Request 1:
In the interview, what city did Jon sail to four days after graduation?

Quoted text:
Paul:  And then the University of Strasbourg, France? And then teaching English in Freiburg, Germany?  And then economics?  

Jon:  My goal was to do my doctorate on Hegel in Germany (but I didn’t speak German.)  Four days after graduation, I sailed to Europe, destination Strasbourg, a bilingual city, where I would learn German.  At the University of Strasbourg I soaked up French culture, learned some German, and met Josette.  After a year, I went on to Freiburg, Germany (65 miles away), enrolled in the University in pursuit of Hegel and began teaching English for Berlitz to pay the rent, and feed myself and my little car.  I often returned to Strasbourg to see Josette and my French friends.  However, it was during that second year abroad that I became more interested in an active social role and thus my commitment to follow Hegel wavered.  I returned to enroll in a PhD program in Economics at U. of MD, but before starting the program, I met a professor at AU who really impressed me, and decided to switch to AU.  I soon got an assistantship that provided a monk’s income.  Josette and I got married.  (I had gone to Europe to find my existential freedom and it cost me my bachelorhood!!).  She taught French at the State Department for a while before deciding to do a PhD in medieval French literature at Catholic Univ.  She too got an assistantship and on the two assistantships, we scraped by.

Paul:  What happened in 1970-71 when you won the Simon Naidel Prize?  Sounds like you hit your stride?  

Jon:  Although not a very good student, grades wise, I outperformed all others on the comprehensive examinations (these come at the end of studies, the last step before the dissertation.)  I won a dissertation fellowship, then was hired full time as an instructor, then a year spent on the dissertation, another year as a full time instructor, got my PhD, and they put me on a tenure track job.  I’ve been part of the AU’s furniture ever since.

Paul:  Other important events/influences during your "rise to fame"? 


Jon:  I’ve never sought fame, nor do I pretend to have it.  In fact, I’ve always lacked ambition.  Likely part of why I was never a good student.  I’m a hedonist* and what has unfolded is the consequence of me following my desires.  It just so happens that after sex, food, booze, and physical adventure, what I most enjoy is the intellectual pursuit.

Request 2:
In the records, rewrite the stretch from the line containing "As a courtesy, could you identify the earlobe" through the line containing "[1,0,472,428]", swapping "bounding box" for "box coordinates" each time it appears and changing nothing else. Return only those lines.

Excerpted data:
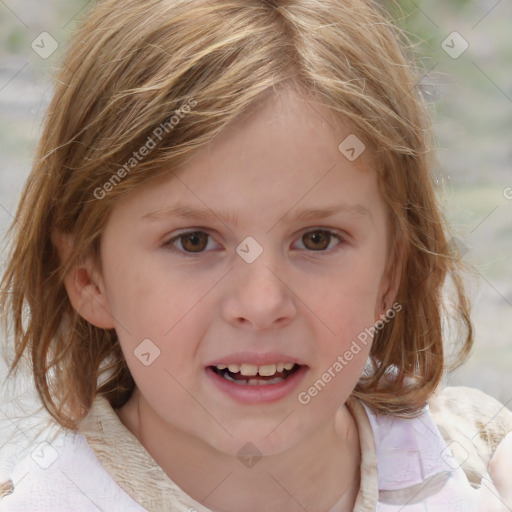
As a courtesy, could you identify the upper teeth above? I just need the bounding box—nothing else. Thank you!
[216,363,295,377]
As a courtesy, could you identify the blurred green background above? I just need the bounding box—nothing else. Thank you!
[0,0,512,403]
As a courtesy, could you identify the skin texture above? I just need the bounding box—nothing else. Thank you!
[60,90,398,512]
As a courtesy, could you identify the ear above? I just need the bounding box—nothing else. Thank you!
[375,233,404,321]
[52,230,114,329]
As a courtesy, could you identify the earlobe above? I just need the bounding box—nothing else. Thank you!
[52,231,114,329]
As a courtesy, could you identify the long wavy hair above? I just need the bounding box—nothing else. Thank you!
[1,0,473,429]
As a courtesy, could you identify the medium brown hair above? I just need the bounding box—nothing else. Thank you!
[1,0,472,428]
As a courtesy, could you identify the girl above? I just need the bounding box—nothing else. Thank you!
[0,0,512,512]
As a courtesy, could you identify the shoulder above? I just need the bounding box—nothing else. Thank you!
[356,389,504,512]
[429,386,512,485]
[0,426,145,512]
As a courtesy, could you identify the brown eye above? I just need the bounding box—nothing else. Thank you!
[302,230,338,251]
[174,231,209,252]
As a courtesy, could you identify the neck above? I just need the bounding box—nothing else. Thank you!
[117,390,360,512]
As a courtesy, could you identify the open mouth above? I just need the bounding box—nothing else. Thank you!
[210,363,301,386]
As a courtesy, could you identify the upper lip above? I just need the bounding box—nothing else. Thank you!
[206,352,304,366]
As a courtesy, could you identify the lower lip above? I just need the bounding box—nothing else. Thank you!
[206,366,308,404]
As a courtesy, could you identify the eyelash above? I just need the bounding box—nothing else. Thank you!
[163,228,345,258]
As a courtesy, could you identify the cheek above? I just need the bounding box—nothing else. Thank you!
[299,261,379,344]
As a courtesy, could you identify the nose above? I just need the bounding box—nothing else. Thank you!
[222,246,297,330]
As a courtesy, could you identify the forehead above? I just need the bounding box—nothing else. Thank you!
[110,90,382,230]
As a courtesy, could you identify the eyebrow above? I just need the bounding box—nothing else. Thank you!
[141,203,372,227]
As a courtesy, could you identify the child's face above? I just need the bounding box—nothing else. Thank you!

Exercise output 1:
Strasbourg.

Exercise output 2:
As a courtesy, could you identify the earlobe above? I just need the box coordinates—nothing else. Thank you!
[52,231,114,329]
As a courtesy, could you identify the long wavy hair above? I just need the box coordinates—nothing else. Thank you!
[1,0,473,429]
As a courtesy, could you identify the medium brown hair above? I just need the box coordinates—nothing else. Thank you!
[1,0,472,428]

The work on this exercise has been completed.